- Entries shown -
■ ■ ■
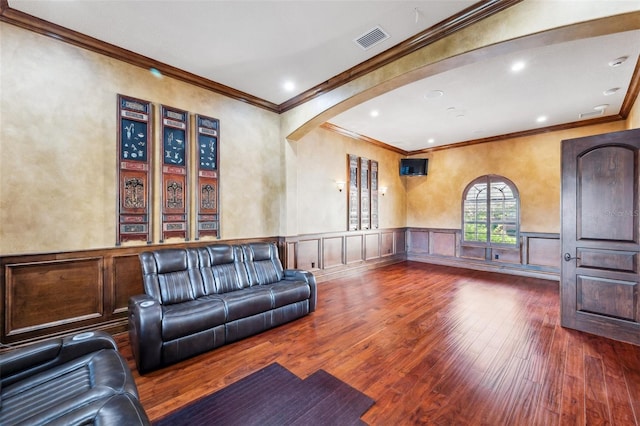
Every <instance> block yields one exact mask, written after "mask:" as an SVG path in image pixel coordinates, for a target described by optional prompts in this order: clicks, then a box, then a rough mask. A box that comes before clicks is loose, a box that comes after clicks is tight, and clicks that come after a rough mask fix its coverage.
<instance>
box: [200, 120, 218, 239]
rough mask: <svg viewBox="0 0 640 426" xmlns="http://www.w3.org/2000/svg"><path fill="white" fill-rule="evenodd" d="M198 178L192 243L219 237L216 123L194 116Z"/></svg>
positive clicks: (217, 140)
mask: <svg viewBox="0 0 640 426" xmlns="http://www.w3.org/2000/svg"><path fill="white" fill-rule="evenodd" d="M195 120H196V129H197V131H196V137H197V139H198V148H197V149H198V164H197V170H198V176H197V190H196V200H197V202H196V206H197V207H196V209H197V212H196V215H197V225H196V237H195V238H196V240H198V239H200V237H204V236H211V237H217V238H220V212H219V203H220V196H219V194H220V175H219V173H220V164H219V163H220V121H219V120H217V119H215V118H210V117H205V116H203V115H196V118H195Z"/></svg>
■ ■ ■
- Exercise aim -
Please count the lines in the items above that contain the string "instance" and reply with only the number.

- Output of the task -
2